Data items

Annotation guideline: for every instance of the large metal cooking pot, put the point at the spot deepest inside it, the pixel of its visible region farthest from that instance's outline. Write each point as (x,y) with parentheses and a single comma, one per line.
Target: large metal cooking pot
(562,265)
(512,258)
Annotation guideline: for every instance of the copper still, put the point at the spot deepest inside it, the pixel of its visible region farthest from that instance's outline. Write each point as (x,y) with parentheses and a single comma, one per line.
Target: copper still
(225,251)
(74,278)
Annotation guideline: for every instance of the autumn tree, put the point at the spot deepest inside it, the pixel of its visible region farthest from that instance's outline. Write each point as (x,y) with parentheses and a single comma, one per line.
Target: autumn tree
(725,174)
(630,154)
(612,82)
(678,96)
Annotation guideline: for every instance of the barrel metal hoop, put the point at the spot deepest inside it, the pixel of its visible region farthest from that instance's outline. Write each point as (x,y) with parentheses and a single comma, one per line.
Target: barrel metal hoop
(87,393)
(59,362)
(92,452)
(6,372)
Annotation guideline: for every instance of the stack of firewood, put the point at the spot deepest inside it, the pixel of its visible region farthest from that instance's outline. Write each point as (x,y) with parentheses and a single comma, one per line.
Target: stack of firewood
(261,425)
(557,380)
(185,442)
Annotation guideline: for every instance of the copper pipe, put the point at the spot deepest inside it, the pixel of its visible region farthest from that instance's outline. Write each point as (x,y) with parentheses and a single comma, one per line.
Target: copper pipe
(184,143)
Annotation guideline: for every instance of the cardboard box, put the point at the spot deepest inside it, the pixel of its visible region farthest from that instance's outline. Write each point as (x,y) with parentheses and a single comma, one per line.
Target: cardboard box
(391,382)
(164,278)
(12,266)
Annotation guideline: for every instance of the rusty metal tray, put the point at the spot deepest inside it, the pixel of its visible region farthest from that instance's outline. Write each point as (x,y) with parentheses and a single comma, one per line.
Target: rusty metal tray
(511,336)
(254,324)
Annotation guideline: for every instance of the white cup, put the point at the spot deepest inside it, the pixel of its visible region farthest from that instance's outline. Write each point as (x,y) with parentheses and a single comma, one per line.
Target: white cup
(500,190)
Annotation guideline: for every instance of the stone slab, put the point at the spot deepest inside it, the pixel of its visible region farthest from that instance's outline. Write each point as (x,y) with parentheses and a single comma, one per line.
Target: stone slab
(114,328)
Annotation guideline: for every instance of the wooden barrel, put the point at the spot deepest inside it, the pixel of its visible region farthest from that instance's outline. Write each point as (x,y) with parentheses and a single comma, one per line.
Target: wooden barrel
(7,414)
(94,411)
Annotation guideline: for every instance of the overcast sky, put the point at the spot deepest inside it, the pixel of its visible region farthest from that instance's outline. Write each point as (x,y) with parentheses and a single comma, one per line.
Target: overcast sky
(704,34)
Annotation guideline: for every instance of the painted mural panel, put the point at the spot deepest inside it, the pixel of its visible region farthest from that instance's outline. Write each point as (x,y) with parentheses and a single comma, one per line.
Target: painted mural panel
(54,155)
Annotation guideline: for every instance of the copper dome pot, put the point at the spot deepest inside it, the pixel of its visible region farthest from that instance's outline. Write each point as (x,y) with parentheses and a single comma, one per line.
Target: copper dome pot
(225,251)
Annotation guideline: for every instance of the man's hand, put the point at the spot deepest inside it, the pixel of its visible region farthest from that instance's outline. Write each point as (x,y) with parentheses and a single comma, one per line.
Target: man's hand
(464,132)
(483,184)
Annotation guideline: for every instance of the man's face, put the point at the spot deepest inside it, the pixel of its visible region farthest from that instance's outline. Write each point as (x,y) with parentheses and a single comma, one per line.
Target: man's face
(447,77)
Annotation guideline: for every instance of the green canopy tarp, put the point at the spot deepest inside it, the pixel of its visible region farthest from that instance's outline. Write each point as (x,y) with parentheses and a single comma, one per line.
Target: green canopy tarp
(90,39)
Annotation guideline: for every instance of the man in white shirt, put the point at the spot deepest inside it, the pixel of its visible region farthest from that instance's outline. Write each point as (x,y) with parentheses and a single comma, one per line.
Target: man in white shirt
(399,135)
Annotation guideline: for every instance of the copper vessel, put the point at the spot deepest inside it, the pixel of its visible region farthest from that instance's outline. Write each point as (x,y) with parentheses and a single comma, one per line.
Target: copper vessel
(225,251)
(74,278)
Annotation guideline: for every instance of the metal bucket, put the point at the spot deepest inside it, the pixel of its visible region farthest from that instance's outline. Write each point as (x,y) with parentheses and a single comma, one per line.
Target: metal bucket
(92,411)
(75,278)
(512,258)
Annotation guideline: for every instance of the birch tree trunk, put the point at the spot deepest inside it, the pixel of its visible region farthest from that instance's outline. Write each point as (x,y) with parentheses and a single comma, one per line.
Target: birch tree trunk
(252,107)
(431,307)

— PROBLEM REQUIREMENTS —
Reproduce the material above with "Labeling instruction" substituted for every occurrence of "Annotation guideline", and change nothing else.

— SOLVED EXERCISE —
Labeling instruction: for every instance of the large metal cooking pot, put the point at the spot deepest inside it, the pixel of its visible region farthest from that instance's outline. Write each point as (x,y) with parentheses and a single comma, one per line.
Target: large metal cooking pot
(562,265)
(512,258)
Labeling instruction: for every instance of the copper still, put the point at the spot deepest inside it, the pixel of its visible region farthest from that instance's outline. Write each point as (x,y) with parentheses and a single comma, one per line.
Target: copper still
(225,251)
(74,278)
Labeling instruction: for every instance of the autumn tree, put the point at the spot deepest inside it, the pixel of its visible region farthest from that instance's outline. Write each point as (x,y) with parentheses and a single comma, one per line.
Target: autumn tree
(725,174)
(630,154)
(612,82)
(678,96)
Labeling instruction: for every instance of the barrel metal hoop, put the point at the spot deepest inside it, the pixel of its visible region farthest from that instance's outline. Write each point as (x,y) with parentheses and a single comma, one per line.
Target: barrel metal hoop
(87,393)
(59,362)
(92,452)
(6,372)
Labeling instruction: for every instance of the stack of firewood, put the point at the spot deepest inside it, the pixel of its visible region farthest from that instance's outline. Write each point as (x,y) with parentheses and a single comma, one per line.
Target: stack of firewood
(261,425)
(557,380)
(185,442)
Labeling instruction: for every instance of the copper pipe, put the point at the spot deepest inside it, the pixel of its visible region farthest from that instance's outline. Write each point as (x,y) with parentheses and a single comma, one per line.
Target: copper pipe
(184,143)
Labeling instruction: for every instance of the cardboard box, put the point at the spot deepest inside it, the pixel of its visible region farthest from that instance's outline. Write each point as (x,y) with parentheses and a single comma, one per line.
Target: cardboard box
(391,382)
(164,278)
(12,266)
Labeling instruction: for every instance of the rusty metal tray, put the point at the spot deepest inside it, the pixel of its visible region farthest from that instance's outline. Write each point as (x,y) with parentheses and a single comma, one per line.
Target: rusty metal tray
(511,336)
(254,324)
Labeling instruction: for every instance of the white cup, put the point at the spot deepest inside it, the pixel of its visible region farthest from that instance's outline. Write each point as (x,y) with parentheses and a single comma, one per line.
Target: white cup
(500,190)
Labeling instruction: for every instance of the stone slab, put the point at the spot deepest inside it, the pixel of its visible region farthest from that instance's outline. Write each point as (x,y) with parentheses and a single comma, one per line.
Target: stone slab
(114,328)
Labeling instruction: for every instance of the wooden barrel, put the point at the spot deepest inside it, the pixel of its visible region farthest from that instance's outline. Write each point as (x,y) with parentheses and a single comma, one per line.
Target: wooden barrel
(7,414)
(94,411)
Labeling instruction: for every instance of the overcast sky, put the point at the spot deepest inside it, the pixel of its visible region farthest from that instance's outline. Write each point as (x,y) with parentheses and a single comma, one per line.
Target: overcast sky
(704,34)
Labeling instruction: for every instance of the painted mural panel, put the point at the spot deepest inside it, the pixel of its visible region farthest from that instance's outline. Write each point as (x,y) with parentheses and a single comma, one per line.
Target: painted mural panel
(54,155)
Labeling instruction: for every instance of the copper dome pot, put the point at the spot deepest inside it, the pixel of its visible region farthest from that instance's outline. Write each point as (x,y) with parentheses and a single comma, one per line.
Target: copper dome pot
(225,251)
Labeling instruction: for every instance of the man's hand, put the point at the spot deepest inside it, the pixel of its visible region farthest from that instance's outline. Write each point as (x,y) with parentheses and a single comma, one per line.
Target: man's hand
(464,132)
(483,184)
Labeling instruction: for every instance of the man's face, put the point at the spot deepest inside it, the pixel of its visible region farthest from that instance's outline. Write each point as (x,y) with parentheses and a single comma, one per line.
Target: man's face
(447,77)
Labeling instruction: for every instance of the green canopy tarp, put the point at the spot deepest inside it, the pixel of its visible region farthest from that instance's outline. Write each point as (x,y) with parentheses and a single comma, one per line.
Target: green canopy tarp
(90,39)
Labeling instruction: for every instance of the man in white shirt, put the point at the spot deepest inside it, the pixel of its visible region farthest from that instance's outline. Write each point as (x,y) with parentheses and a single comma, one per line.
Target: man in white shirt
(399,135)
Labeling instruction: for every instance of the copper vessel, put the point at the spot deepest inside it, the pixel of its visible region farthest from that instance's outline. Write each point as (x,y) with parentheses and a single comma, one per line.
Target: copper vessel
(225,251)
(74,278)
Labeling instruction: for every instance of the metal bucket, put the point at the spot deepest inside it, the pixel of its visible region farthest from that instance's outline. Write each point as (x,y) with parentheses and a single comma, one per line.
Target: metal bucket
(92,411)
(75,278)
(512,258)
Labeling instruction: for every instance of the birch tree trunk, put the point at the spot deepest inside it, the pixel of its visible region farthest from that instance's outline. Write each point as (x,y) with parentheses and a single comma, one per line.
Target: birch tree trunk
(252,107)
(431,307)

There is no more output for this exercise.